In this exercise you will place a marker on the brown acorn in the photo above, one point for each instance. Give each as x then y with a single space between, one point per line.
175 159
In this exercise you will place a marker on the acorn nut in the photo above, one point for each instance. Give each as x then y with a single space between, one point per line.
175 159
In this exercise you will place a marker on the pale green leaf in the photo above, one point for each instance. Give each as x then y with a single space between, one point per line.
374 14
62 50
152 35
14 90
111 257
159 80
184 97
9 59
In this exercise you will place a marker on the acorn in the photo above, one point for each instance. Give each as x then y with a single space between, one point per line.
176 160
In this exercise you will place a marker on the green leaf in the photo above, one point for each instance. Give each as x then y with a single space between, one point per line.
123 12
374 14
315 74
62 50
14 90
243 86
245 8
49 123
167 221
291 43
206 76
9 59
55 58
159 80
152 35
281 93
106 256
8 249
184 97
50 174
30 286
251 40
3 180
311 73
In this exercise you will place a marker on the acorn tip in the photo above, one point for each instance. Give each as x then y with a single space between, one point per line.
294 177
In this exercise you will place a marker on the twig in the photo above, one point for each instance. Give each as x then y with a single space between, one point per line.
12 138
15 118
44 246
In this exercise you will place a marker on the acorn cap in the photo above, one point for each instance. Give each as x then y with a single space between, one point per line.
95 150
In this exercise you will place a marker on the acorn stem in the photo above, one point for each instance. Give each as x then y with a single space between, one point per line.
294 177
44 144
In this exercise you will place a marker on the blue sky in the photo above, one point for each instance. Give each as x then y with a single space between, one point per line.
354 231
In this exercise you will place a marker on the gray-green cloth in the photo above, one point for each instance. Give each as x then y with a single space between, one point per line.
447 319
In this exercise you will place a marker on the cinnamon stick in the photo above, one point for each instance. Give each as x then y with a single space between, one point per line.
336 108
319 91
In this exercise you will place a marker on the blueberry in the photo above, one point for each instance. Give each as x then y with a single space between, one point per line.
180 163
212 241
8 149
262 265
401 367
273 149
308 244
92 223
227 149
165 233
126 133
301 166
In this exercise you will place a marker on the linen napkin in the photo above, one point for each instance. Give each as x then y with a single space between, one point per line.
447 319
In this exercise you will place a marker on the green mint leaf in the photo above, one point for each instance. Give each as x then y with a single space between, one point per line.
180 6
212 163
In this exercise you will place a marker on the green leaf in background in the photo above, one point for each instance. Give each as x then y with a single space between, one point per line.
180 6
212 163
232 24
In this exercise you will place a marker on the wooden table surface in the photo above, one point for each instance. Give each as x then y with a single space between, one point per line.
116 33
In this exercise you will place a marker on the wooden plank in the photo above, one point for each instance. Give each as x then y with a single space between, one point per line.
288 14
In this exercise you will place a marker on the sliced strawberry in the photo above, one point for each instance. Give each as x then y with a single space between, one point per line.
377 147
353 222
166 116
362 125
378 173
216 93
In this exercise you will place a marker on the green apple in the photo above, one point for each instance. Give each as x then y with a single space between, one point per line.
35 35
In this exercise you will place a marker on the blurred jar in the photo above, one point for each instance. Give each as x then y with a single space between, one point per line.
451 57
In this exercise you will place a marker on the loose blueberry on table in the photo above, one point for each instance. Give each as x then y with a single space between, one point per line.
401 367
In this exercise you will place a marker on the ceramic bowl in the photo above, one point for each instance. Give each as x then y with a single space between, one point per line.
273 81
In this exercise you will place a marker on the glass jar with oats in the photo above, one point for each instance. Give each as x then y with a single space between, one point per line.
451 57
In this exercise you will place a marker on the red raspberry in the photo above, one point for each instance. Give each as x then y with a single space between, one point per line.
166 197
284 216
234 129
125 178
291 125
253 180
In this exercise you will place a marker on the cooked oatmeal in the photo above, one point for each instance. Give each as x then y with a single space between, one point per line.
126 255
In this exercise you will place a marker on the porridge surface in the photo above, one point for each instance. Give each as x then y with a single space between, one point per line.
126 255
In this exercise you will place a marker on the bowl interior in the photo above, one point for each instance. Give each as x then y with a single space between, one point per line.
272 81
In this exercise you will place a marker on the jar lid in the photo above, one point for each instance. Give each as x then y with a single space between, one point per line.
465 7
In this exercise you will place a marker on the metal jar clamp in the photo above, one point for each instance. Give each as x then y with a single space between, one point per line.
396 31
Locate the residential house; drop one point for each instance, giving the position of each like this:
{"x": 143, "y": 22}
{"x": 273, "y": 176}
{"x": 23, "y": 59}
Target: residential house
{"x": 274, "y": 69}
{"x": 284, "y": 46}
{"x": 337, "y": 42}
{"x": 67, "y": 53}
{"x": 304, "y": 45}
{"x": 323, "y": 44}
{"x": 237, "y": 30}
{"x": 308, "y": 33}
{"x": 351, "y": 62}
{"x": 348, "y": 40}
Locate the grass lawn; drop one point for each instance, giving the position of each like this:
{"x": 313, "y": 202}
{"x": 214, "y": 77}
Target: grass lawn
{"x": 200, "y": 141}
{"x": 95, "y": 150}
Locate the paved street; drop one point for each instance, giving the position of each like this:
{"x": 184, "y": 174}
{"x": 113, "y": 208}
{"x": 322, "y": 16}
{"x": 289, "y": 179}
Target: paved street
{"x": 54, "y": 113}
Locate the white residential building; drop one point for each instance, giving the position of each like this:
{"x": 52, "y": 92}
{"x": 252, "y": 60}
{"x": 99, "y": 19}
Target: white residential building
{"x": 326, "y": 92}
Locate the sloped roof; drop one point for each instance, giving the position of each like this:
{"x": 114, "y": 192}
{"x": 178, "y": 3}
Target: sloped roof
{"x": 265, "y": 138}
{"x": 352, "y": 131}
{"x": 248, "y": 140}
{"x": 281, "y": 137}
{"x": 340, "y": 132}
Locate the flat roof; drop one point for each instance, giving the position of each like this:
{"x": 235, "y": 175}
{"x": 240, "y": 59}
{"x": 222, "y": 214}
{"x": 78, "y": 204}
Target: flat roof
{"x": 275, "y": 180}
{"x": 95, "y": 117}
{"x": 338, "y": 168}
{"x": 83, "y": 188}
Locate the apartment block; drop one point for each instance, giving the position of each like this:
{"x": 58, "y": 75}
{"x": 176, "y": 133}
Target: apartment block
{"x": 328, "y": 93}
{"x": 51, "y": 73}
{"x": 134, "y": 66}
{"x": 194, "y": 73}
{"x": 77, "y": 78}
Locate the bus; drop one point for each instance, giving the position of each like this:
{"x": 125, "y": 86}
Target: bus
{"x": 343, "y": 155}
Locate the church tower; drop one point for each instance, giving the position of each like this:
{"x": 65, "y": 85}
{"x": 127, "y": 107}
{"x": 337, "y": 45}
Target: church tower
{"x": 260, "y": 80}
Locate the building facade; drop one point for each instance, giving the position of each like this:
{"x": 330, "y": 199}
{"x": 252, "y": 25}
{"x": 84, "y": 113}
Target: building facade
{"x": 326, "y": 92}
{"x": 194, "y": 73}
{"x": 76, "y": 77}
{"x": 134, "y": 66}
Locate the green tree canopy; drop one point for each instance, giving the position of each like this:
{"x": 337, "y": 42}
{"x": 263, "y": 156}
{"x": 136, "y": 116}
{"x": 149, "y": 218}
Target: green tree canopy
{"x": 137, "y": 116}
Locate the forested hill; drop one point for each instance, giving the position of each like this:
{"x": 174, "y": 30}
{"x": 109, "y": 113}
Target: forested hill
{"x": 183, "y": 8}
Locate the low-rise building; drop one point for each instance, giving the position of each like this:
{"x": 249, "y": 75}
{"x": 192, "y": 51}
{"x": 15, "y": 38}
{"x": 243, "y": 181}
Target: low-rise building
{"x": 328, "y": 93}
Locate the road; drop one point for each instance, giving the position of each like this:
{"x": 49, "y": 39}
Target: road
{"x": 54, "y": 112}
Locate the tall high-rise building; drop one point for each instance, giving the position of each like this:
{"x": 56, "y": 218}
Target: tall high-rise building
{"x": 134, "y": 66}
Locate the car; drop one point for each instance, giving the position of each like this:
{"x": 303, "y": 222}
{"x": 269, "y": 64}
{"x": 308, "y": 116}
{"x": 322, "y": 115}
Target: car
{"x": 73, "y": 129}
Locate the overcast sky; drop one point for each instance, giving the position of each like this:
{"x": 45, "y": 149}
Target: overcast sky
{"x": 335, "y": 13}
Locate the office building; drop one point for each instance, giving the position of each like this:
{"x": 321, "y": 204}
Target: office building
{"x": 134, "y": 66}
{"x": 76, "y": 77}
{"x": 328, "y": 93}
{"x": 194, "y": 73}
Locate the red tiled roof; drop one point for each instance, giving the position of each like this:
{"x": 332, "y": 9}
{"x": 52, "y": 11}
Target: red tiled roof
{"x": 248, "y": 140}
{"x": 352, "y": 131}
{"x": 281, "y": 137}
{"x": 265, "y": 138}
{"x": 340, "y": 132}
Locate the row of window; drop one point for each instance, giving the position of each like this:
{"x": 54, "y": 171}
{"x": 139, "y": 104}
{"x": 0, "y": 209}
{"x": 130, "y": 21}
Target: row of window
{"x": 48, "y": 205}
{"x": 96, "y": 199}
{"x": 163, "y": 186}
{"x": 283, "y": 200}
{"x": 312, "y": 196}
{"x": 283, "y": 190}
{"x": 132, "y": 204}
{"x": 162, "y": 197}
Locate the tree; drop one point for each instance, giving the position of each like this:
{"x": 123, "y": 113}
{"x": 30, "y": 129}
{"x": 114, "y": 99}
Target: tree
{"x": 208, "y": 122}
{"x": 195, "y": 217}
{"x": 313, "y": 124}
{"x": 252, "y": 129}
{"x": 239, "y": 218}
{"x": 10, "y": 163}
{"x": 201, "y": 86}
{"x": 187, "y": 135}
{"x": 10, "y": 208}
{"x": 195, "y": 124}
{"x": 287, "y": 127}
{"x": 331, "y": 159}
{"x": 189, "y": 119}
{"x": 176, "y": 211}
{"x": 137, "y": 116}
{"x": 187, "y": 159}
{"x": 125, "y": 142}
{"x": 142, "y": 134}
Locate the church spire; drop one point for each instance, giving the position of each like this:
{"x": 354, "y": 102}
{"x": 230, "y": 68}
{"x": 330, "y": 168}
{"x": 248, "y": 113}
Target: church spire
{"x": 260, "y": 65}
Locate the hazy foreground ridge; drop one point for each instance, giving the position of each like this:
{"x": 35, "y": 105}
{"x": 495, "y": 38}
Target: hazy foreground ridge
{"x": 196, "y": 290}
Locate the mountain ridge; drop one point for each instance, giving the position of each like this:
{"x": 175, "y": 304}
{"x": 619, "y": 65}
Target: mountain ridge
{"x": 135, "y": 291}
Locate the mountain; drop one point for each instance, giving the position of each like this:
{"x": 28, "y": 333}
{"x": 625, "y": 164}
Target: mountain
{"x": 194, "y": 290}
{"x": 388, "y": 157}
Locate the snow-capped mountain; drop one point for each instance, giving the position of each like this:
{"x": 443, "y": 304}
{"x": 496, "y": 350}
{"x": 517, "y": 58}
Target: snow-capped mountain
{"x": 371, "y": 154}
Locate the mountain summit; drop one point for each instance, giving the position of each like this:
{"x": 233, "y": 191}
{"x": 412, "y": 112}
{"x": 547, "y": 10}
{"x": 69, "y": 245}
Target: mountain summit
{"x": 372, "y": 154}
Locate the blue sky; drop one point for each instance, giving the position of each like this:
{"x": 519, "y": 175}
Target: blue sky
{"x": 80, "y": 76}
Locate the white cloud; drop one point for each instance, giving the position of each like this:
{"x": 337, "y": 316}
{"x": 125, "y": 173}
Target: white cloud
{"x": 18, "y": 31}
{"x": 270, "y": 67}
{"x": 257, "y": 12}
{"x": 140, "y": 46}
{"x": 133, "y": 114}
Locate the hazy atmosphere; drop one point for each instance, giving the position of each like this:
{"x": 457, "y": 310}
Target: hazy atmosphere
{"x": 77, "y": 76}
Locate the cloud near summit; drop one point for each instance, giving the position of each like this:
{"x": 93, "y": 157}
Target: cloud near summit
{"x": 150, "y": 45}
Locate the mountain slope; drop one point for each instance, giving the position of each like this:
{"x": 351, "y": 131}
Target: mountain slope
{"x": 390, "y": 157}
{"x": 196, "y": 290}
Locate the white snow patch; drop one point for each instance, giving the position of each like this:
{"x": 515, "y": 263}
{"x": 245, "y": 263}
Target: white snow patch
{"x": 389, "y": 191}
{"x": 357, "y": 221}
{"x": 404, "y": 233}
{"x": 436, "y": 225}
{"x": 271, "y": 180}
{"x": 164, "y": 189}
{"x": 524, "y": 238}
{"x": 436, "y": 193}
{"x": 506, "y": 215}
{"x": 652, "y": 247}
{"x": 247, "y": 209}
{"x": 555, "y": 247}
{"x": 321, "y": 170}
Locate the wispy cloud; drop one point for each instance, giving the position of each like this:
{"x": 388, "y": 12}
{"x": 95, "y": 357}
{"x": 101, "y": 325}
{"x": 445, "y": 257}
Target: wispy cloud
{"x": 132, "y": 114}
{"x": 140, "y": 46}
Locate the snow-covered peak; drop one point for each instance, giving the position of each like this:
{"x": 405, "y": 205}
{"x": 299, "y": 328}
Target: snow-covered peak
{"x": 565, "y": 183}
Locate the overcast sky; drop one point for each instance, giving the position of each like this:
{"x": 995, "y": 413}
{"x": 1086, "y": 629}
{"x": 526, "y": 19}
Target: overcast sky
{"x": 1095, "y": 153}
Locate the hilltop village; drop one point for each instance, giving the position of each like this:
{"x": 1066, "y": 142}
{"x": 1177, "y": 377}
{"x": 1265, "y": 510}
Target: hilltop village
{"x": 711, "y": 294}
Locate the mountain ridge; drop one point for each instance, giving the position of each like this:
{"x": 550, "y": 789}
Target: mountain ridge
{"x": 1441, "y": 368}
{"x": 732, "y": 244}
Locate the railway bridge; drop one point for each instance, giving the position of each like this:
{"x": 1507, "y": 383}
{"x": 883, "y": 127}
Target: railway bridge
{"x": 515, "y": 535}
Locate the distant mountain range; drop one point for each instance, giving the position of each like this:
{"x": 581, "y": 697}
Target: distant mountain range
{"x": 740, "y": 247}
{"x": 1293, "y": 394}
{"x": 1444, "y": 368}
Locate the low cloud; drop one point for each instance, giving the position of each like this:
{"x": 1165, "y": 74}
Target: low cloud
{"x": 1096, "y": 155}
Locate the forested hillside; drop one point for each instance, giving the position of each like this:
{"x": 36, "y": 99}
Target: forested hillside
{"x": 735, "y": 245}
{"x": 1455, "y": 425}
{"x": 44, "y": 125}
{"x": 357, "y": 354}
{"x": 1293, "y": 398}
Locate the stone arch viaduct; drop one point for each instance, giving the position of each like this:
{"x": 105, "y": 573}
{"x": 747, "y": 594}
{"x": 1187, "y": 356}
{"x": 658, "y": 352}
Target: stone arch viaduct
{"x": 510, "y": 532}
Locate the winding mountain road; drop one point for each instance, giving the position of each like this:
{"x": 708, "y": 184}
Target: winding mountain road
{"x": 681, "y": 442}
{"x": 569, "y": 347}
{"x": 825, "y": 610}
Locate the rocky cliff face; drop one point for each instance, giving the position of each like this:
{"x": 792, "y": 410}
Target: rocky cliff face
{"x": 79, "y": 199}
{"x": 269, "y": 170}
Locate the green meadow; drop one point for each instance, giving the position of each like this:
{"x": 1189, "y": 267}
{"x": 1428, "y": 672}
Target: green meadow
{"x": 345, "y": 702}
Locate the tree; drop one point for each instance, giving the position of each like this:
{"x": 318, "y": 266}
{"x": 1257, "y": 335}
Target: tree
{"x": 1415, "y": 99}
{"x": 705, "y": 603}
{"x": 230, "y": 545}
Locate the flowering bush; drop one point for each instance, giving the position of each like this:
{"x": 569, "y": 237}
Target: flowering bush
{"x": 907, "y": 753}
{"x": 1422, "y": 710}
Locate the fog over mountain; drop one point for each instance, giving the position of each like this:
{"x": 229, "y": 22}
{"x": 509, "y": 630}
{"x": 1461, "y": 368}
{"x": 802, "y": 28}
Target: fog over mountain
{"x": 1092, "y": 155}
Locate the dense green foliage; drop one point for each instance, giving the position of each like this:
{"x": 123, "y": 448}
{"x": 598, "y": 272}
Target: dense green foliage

──────────

What this task involves: Show each line from the material above where the string "dense" can be found.

Result of the task:
Locate the dense green foliage; drop one point for each instance, giving the position of each like this:
Target: dense green foliage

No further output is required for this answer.